# Document excerpt
= = = = =

Re: Does Hive currently perform sort-merge-bucketized joins from a small table to a large partitioned table?

yongqiang he Wed, 01 Sep 2010 08:22:35 -0700

You are right, hive's SMJ does not support joining across multiple partitions.
For your case, is it possible to use other solutions while still using
smj? Like creating external tables/union join results.


On Tue, Aug 31, 2010 at 8:53 PM, phil young <phil.wills.yo...@gmail.com> wrote:
> I'm wondering if it's possible to get a sort-merge bucketized join to work
> when outering to a partitioned table.
> My goal is to be able to do an outer join from a table with 10 million rows
> to one with 8 billion rows.
> The specific problem I'm having now is that while Hive generates an SMJ
> query plan when outering to a table with one (bucketized) partition,
> it doesn't seem possible to get an SMJ query plan if the
> large/outer/streamed table has a second partition.
> Is this a limitation of the feature or is it possible to achieve an SMJ to a
> partitioned table?

= = = = =

(Entries drawn from a collection)
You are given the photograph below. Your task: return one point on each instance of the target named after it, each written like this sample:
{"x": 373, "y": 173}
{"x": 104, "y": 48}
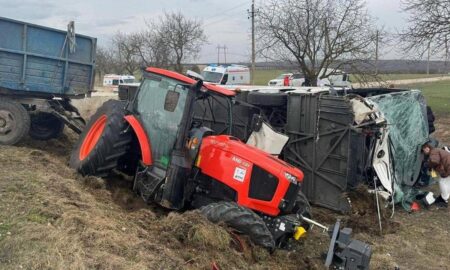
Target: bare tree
{"x": 182, "y": 35}
{"x": 151, "y": 49}
{"x": 127, "y": 54}
{"x": 317, "y": 35}
{"x": 429, "y": 26}
{"x": 107, "y": 61}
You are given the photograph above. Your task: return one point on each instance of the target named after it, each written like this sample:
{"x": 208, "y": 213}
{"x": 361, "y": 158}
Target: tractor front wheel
{"x": 14, "y": 121}
{"x": 45, "y": 126}
{"x": 103, "y": 142}
{"x": 241, "y": 219}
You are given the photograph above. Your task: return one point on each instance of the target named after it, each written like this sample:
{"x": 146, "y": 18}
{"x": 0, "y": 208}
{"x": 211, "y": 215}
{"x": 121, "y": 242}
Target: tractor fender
{"x": 144, "y": 141}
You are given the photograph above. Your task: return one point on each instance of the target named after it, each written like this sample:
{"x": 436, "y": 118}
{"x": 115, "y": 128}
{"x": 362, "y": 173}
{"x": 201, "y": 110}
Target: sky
{"x": 225, "y": 23}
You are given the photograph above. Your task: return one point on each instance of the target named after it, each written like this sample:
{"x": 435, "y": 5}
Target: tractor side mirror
{"x": 197, "y": 86}
{"x": 224, "y": 79}
{"x": 256, "y": 123}
{"x": 171, "y": 101}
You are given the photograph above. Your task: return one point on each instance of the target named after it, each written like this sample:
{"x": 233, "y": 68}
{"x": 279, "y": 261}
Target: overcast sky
{"x": 225, "y": 22}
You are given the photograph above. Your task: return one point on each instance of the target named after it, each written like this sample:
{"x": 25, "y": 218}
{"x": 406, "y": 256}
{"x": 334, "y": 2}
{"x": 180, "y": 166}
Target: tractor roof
{"x": 185, "y": 79}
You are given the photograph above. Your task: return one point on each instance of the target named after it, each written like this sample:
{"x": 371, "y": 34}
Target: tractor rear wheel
{"x": 45, "y": 126}
{"x": 14, "y": 122}
{"x": 241, "y": 219}
{"x": 103, "y": 142}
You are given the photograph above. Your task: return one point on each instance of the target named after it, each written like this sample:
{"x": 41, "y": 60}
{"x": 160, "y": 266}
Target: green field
{"x": 437, "y": 95}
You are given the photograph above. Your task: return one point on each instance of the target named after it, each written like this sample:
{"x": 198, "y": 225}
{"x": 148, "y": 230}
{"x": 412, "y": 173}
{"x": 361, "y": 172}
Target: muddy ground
{"x": 51, "y": 218}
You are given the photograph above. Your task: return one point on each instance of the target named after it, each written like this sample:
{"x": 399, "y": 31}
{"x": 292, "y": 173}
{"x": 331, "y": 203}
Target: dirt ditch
{"x": 52, "y": 218}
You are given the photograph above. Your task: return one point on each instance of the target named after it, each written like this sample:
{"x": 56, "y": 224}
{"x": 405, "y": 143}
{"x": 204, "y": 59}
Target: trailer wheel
{"x": 14, "y": 122}
{"x": 241, "y": 219}
{"x": 103, "y": 142}
{"x": 267, "y": 99}
{"x": 45, "y": 126}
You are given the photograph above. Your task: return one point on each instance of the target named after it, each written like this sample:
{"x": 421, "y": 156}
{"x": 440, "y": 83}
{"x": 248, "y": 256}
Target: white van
{"x": 337, "y": 78}
{"x": 227, "y": 74}
{"x": 115, "y": 80}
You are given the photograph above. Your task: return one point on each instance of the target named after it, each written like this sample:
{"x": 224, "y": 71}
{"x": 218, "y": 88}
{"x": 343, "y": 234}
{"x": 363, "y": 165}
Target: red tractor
{"x": 181, "y": 163}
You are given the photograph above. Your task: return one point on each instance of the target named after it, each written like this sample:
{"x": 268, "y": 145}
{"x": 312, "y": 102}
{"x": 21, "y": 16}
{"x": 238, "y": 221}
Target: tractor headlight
{"x": 193, "y": 143}
{"x": 291, "y": 178}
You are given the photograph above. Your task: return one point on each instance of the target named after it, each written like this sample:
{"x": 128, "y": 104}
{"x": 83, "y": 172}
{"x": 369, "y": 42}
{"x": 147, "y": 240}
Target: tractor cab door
{"x": 161, "y": 107}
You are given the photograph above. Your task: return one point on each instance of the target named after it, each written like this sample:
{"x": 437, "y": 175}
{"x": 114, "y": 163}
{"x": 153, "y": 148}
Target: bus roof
{"x": 185, "y": 79}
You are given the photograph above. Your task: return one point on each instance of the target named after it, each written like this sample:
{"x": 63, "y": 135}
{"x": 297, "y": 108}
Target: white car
{"x": 335, "y": 78}
{"x": 295, "y": 79}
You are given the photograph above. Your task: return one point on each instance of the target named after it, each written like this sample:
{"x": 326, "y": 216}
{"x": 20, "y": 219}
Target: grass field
{"x": 262, "y": 77}
{"x": 437, "y": 95}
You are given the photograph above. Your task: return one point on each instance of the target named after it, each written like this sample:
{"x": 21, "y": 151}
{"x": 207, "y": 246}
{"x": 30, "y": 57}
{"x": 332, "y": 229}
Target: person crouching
{"x": 439, "y": 161}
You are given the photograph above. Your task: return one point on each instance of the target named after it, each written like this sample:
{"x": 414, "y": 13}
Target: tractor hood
{"x": 261, "y": 181}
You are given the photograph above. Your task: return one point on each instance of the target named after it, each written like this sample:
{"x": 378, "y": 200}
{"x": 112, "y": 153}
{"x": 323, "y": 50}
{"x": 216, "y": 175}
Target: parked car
{"x": 336, "y": 78}
{"x": 226, "y": 74}
{"x": 295, "y": 79}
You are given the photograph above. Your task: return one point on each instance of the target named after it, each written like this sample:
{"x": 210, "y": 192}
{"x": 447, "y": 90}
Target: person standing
{"x": 286, "y": 81}
{"x": 439, "y": 161}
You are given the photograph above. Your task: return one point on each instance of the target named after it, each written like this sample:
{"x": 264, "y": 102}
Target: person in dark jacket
{"x": 439, "y": 161}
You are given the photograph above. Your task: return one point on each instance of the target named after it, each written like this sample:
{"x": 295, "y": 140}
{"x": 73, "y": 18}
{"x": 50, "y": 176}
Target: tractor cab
{"x": 172, "y": 138}
{"x": 192, "y": 164}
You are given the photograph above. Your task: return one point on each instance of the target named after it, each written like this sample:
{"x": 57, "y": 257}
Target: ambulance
{"x": 227, "y": 74}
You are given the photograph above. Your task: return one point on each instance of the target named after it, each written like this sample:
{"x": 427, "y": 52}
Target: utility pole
{"x": 218, "y": 54}
{"x": 428, "y": 60}
{"x": 252, "y": 16}
{"x": 376, "y": 52}
{"x": 225, "y": 53}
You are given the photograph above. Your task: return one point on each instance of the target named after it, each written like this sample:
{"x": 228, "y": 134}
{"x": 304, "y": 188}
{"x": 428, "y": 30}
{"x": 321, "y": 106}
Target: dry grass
{"x": 51, "y": 218}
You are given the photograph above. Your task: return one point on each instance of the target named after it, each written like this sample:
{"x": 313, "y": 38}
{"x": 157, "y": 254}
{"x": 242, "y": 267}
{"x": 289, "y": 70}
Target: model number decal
{"x": 240, "y": 161}
{"x": 239, "y": 174}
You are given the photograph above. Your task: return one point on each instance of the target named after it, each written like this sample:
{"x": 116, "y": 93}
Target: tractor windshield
{"x": 161, "y": 123}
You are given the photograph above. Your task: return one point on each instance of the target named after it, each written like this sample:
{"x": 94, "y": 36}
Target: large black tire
{"x": 45, "y": 126}
{"x": 267, "y": 99}
{"x": 241, "y": 219}
{"x": 103, "y": 142}
{"x": 14, "y": 122}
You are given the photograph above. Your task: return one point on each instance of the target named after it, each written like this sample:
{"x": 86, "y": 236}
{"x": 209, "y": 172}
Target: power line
{"x": 226, "y": 11}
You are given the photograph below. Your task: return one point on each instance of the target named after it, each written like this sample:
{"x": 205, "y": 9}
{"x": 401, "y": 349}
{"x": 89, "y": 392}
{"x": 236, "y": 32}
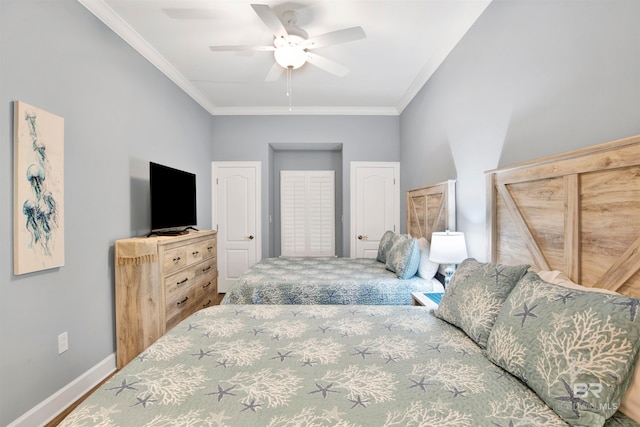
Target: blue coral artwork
{"x": 39, "y": 189}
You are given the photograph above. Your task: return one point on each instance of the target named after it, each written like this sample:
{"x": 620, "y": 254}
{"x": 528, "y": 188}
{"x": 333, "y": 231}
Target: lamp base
{"x": 448, "y": 272}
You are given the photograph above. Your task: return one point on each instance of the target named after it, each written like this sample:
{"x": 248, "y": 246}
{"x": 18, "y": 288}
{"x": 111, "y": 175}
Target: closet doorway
{"x": 304, "y": 157}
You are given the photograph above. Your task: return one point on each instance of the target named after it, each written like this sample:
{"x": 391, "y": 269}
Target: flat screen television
{"x": 173, "y": 199}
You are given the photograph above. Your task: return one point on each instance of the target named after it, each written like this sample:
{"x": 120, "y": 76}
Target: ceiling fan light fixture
{"x": 292, "y": 57}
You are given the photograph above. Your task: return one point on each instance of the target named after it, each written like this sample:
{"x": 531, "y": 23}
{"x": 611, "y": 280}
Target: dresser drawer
{"x": 209, "y": 248}
{"x": 180, "y": 296}
{"x": 174, "y": 259}
{"x": 153, "y": 296}
{"x": 179, "y": 284}
{"x": 206, "y": 287}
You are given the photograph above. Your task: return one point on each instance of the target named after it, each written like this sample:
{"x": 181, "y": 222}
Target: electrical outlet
{"x": 63, "y": 342}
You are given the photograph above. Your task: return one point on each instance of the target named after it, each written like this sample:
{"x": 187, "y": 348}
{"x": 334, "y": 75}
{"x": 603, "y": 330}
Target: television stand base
{"x": 171, "y": 232}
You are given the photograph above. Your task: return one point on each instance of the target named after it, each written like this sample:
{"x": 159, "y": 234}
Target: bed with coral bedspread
{"x": 269, "y": 365}
{"x": 325, "y": 281}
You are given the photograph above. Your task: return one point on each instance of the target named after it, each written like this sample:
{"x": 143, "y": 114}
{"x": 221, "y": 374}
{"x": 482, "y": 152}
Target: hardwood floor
{"x": 58, "y": 419}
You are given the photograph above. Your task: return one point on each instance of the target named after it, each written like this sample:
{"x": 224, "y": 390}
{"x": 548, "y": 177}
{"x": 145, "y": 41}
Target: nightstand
{"x": 427, "y": 299}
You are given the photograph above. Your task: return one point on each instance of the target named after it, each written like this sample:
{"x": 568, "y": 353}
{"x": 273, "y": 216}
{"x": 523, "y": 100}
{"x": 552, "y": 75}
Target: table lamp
{"x": 448, "y": 248}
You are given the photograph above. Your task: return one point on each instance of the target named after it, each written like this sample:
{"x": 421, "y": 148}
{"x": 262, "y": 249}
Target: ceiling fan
{"x": 292, "y": 45}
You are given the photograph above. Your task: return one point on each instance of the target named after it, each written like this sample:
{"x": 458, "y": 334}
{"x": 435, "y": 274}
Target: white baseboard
{"x": 48, "y": 409}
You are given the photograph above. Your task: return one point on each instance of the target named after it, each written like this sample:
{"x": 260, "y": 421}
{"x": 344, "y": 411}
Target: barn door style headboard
{"x": 431, "y": 208}
{"x": 578, "y": 212}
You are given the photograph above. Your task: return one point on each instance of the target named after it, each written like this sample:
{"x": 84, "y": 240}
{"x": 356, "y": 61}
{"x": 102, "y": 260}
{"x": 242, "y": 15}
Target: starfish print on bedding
{"x": 253, "y": 406}
{"x": 362, "y": 353}
{"x": 390, "y": 358}
{"x": 499, "y": 273}
{"x": 256, "y": 331}
{"x": 633, "y": 305}
{"x": 421, "y": 384}
{"x": 282, "y": 356}
{"x": 576, "y": 402}
{"x": 333, "y": 414}
{"x": 144, "y": 401}
{"x": 222, "y": 363}
{"x": 528, "y": 312}
{"x": 565, "y": 297}
{"x": 358, "y": 402}
{"x": 291, "y": 299}
{"x": 324, "y": 390}
{"x": 124, "y": 386}
{"x": 435, "y": 347}
{"x": 222, "y": 392}
{"x": 457, "y": 392}
{"x": 203, "y": 354}
{"x": 331, "y": 294}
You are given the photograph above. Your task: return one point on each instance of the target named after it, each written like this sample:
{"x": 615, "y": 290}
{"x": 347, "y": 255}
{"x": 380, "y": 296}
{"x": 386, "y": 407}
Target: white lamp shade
{"x": 448, "y": 247}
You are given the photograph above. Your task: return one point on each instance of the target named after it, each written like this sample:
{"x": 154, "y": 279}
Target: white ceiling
{"x": 406, "y": 42}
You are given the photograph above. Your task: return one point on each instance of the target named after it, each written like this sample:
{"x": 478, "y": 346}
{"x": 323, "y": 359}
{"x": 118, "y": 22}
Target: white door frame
{"x": 353, "y": 198}
{"x": 258, "y": 199}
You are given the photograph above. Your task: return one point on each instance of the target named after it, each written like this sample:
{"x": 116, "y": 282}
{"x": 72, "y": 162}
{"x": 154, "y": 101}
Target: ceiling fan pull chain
{"x": 289, "y": 87}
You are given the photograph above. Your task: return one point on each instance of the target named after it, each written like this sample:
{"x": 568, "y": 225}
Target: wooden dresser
{"x": 159, "y": 281}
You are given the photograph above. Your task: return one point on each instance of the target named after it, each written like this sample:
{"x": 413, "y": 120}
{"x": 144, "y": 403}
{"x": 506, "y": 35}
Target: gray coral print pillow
{"x": 475, "y": 296}
{"x": 385, "y": 245}
{"x": 576, "y": 349}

= = = = =

# Task A
Rewrite the part of the Hive join thread that opens with the words containing "On Tue, Aug" and closes with "8 billion rows.", swapping "10 million" for "20 million".
# Task B
Answer these questions using the Hive join thread:
(i) According to the reply, what does hive's SMJ not support?
(ii) How many rows does the larger table in the intended outer join have?
(iii) On what date was the reply sent?
The rows above are separate material from the Hive join thread.

# Exercise result A
On Tue, Aug 31, 2010 at 8:53 PM, phil young <phil.wills.yo...@gmail.com> wrote:
> I'm wondering if it's possible to get a sort-merge bucketized join to work
> when outering to a partitioned table.
> My goal is to be able to do an outer join from a table with 20 million rows
> to one with 8 billion rows.

# Exercise result B
(i) Joining across multiple partitions.
(ii) 8 billion rows.
(iii) Wed, 01 Sep 2010.